+++ Task input +++

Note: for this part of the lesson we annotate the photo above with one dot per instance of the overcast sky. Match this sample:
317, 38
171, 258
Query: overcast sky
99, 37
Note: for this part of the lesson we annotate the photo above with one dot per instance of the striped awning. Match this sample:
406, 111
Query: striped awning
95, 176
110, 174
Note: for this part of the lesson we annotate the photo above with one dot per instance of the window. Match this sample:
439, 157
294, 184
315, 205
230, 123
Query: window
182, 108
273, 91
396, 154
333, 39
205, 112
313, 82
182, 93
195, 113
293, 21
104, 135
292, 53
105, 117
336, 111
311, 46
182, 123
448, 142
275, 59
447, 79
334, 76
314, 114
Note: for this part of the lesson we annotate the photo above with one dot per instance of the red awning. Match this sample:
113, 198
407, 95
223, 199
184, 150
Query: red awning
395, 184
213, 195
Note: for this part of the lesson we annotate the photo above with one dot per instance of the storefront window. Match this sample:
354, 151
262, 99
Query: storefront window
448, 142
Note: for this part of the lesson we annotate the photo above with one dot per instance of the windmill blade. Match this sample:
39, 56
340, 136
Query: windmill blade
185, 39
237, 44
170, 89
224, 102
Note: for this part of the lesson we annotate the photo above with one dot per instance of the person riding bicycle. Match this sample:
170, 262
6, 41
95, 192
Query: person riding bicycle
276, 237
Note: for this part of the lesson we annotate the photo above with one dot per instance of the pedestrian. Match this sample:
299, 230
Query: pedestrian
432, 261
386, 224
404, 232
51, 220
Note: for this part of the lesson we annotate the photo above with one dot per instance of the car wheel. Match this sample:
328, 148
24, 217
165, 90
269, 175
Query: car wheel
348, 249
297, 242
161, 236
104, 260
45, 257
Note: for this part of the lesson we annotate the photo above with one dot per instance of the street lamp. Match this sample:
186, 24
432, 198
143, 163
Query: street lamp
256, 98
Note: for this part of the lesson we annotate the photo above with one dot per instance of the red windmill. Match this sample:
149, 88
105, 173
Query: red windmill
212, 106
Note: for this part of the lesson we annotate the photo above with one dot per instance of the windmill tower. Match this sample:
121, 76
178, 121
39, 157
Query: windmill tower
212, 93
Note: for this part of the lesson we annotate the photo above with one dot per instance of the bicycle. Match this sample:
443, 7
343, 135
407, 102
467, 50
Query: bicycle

+++

▶ _Given problem_
Copy out, word for word, every line from the one containing "of the bicycle." through the final line of the rows, including both of those lines.

▶ _Output for this task_
Note: for this part of the lesson we annotate the photo above with one dot per instance of the bicycle. Match this sample:
443, 7
343, 135
407, 102
467, 50
Query: bicycle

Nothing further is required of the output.